------ MATERIALS PROVIDED
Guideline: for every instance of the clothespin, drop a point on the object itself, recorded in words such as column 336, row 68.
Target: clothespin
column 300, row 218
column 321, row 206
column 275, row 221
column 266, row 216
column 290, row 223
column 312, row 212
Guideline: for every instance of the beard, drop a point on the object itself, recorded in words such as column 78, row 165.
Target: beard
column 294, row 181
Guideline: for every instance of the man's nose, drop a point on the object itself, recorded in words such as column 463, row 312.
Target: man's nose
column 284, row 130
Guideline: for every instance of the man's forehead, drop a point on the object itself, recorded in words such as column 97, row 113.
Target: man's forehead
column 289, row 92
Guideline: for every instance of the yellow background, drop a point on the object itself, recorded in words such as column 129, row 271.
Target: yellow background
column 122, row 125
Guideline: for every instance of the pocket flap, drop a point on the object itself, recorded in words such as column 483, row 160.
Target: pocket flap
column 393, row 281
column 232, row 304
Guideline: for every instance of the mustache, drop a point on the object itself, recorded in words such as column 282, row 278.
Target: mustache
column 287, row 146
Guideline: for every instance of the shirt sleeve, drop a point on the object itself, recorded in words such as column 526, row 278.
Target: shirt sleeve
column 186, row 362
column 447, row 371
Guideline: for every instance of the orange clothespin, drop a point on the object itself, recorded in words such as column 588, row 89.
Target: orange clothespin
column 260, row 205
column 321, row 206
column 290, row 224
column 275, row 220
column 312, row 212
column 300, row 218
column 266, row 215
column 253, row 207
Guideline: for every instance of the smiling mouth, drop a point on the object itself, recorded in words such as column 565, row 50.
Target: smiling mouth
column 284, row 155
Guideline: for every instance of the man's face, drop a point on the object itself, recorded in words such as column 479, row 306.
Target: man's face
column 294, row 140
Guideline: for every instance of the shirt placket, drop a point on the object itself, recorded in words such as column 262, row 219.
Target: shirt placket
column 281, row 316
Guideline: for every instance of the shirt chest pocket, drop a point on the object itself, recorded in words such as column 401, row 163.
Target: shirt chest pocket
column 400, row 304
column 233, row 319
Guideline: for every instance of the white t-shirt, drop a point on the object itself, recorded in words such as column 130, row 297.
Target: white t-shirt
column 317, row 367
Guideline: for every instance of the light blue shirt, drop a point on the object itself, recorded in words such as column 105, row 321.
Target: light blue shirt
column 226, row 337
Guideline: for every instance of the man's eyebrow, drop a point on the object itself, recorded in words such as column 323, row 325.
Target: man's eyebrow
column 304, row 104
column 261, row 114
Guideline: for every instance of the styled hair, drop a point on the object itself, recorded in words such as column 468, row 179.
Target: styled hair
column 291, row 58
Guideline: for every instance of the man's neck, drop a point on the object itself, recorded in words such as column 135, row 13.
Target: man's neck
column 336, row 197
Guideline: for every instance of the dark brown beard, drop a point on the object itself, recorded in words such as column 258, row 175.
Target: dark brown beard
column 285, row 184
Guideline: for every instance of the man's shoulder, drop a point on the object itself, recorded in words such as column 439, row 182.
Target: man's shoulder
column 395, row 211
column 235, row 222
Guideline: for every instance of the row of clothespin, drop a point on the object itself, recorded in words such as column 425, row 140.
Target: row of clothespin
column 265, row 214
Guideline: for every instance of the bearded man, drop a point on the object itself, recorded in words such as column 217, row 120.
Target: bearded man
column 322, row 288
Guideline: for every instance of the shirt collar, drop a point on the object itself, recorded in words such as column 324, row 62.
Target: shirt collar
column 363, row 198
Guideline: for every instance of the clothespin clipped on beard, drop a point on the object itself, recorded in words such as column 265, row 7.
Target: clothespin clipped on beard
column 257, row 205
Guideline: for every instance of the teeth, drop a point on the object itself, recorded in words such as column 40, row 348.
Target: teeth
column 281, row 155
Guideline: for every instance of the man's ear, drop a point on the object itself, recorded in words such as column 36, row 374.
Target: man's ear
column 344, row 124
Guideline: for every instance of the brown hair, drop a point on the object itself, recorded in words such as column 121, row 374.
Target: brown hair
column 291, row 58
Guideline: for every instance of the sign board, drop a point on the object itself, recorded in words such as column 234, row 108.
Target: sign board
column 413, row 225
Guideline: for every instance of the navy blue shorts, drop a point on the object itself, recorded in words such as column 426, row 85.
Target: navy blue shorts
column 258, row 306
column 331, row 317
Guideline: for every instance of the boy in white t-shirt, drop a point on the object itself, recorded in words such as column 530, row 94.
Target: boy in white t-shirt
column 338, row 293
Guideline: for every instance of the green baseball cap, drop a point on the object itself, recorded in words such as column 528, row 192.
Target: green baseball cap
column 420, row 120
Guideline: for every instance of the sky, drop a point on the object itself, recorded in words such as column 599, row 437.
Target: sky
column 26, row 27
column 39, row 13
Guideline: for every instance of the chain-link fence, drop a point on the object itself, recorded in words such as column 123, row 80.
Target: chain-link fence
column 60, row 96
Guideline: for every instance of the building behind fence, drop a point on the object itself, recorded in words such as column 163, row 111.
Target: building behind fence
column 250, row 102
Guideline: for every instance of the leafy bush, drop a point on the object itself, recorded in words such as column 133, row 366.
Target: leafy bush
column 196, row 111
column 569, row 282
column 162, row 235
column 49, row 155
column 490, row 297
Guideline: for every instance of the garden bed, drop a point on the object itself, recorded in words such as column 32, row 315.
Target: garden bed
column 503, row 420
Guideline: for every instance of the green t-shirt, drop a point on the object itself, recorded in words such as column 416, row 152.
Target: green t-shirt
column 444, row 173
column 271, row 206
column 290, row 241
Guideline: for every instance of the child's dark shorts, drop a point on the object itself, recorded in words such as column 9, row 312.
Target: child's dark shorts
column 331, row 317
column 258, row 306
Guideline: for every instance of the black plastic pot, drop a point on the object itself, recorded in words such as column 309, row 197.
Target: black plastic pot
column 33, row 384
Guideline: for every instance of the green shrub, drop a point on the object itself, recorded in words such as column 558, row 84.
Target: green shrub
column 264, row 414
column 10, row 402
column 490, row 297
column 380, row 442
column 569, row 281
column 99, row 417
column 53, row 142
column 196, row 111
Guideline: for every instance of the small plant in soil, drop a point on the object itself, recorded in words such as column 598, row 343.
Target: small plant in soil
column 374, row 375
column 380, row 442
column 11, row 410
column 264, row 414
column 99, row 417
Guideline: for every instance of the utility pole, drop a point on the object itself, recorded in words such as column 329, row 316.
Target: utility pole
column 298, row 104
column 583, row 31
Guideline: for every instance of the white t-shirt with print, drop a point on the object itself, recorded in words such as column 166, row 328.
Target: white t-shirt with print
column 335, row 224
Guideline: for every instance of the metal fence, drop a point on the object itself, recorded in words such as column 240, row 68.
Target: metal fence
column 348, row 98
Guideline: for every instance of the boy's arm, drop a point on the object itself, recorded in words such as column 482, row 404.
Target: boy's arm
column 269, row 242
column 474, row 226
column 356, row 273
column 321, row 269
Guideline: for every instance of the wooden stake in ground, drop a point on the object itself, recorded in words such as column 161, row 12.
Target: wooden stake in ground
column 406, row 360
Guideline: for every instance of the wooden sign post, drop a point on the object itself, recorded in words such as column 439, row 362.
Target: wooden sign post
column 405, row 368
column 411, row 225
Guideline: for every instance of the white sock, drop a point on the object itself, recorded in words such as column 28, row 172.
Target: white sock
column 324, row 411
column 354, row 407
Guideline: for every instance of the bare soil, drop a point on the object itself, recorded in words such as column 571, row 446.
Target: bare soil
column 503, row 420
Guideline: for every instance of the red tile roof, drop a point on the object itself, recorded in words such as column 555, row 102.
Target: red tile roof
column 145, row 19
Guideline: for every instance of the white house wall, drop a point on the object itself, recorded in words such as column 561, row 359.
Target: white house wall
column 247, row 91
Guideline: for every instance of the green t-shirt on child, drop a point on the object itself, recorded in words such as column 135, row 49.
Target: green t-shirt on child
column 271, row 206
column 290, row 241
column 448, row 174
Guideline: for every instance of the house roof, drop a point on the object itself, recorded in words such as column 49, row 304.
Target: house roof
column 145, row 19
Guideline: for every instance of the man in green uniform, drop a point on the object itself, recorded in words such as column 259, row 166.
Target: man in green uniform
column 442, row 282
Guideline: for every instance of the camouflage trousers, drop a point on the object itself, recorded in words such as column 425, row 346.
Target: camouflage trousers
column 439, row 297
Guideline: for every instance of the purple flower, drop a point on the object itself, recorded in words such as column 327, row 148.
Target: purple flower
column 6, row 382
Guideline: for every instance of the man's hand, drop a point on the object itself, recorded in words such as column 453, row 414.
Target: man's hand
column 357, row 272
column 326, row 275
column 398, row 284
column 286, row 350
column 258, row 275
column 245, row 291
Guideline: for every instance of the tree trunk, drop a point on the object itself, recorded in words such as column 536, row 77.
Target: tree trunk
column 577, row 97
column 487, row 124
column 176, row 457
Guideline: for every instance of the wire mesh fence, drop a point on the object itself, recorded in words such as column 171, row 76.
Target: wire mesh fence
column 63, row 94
------------
Retype only this portion of the data above: the line containing "Guideline: for every instance of the man's forehead, drop", the line containing "Guideline: for every instance of the yellow", and all lines between them, exactly.

- COMPLETED TASK:
Guideline: for every instance of the man's forehead, drop a point on the object itself, recorded in words such as column 97, row 113.
Target: man's forehead
column 289, row 92
Guideline: for every instance of the yellow background, drop a point on the object itself, recorded in words such as column 129, row 271.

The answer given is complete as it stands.